[EMAIL PROTECTED] wrote on 03/13/2006 03:54:10 PM:
> In a message dated 3/13/2006 9:43:44 A.M. Eastern Standard Time,
> [EMAIL PROTECTED] writes:
>
> > [EMAIL PROTECTED] wrote on 03/11/2006
03:05:10
> > PM:
> > > Today's Topics:
> > > 4. Removing the blank spaces (Naresh Bajaj)
> > >
----------------------------------------------------------------------
> > > ------------------------------
> > > Message: 4
> > > Date: Sat, 11 Mar 2006 13:49:20 -0600
> > > From: "Naresh Bajaj" <[EMAIL PROTECTED]>
> > > Subject: Removing the blank spaces
> > > To: [email protected]
> > > Message-ID:
> > > <[EMAIL PROTECTED]>
> > > Content-Type: text/plain; charset="iso-8859-1"
> > >
> > > Hello,
> > > This is my problem. I have extracted one variable value from a file
and
> > > saved it another fie.
> > > Problem is that it has too many spaces as shown in this example. I
want
> > to
> > > remove those blank spaces.

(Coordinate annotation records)
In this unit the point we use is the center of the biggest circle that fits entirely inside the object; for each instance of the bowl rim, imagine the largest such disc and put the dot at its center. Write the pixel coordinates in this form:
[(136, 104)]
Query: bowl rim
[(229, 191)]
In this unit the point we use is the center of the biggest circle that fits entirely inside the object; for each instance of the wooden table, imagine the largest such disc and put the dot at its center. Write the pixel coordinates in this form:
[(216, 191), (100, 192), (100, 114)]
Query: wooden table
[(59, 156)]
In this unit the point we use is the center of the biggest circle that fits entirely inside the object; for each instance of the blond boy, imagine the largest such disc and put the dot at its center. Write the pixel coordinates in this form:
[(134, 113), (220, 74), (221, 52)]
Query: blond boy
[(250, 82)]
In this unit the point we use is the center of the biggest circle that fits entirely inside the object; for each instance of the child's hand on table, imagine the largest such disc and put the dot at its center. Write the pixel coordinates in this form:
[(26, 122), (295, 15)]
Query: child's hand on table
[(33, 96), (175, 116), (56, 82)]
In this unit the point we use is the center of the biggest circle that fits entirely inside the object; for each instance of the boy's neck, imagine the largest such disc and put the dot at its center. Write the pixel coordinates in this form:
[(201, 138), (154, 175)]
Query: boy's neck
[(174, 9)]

● List of tasks:
**A.** Answer these questions from the mailing-list excerpt:
(i) What message number does the digest give to the message from Naresh Bajaj?
(ii) Which charset does that message's Content-Type line declare?
(iii) What does the writer want to do with the blank spaces?
**B.** From the mailing-list excerpt, extract the part that opens with the words containing "[EMAIL PROTECTED] wrote on 03/13/2006" and closes with "spaces (Naresh Bajaj)", copying it verbatim.

● Answers to the tasks:
**A.**
(i) Message 4
(ii) iso-8859-1
(iii) Remove them

**B.**
[EMAIL PROTECTED] wrote on 03/13/2006 03:54:10 PM:
> In a message dated 3/13/2006 9:43:44 A.M. Eastern Standard Time,
> [EMAIL PROTECTED] writes:
>
> > [EMAIL PROTECTED] wrote on 03/11/2006
03:05:10
> > PM:
> > > Today's Topics:
> > > 4. Removing the blank spaces (Naresh Bajaj)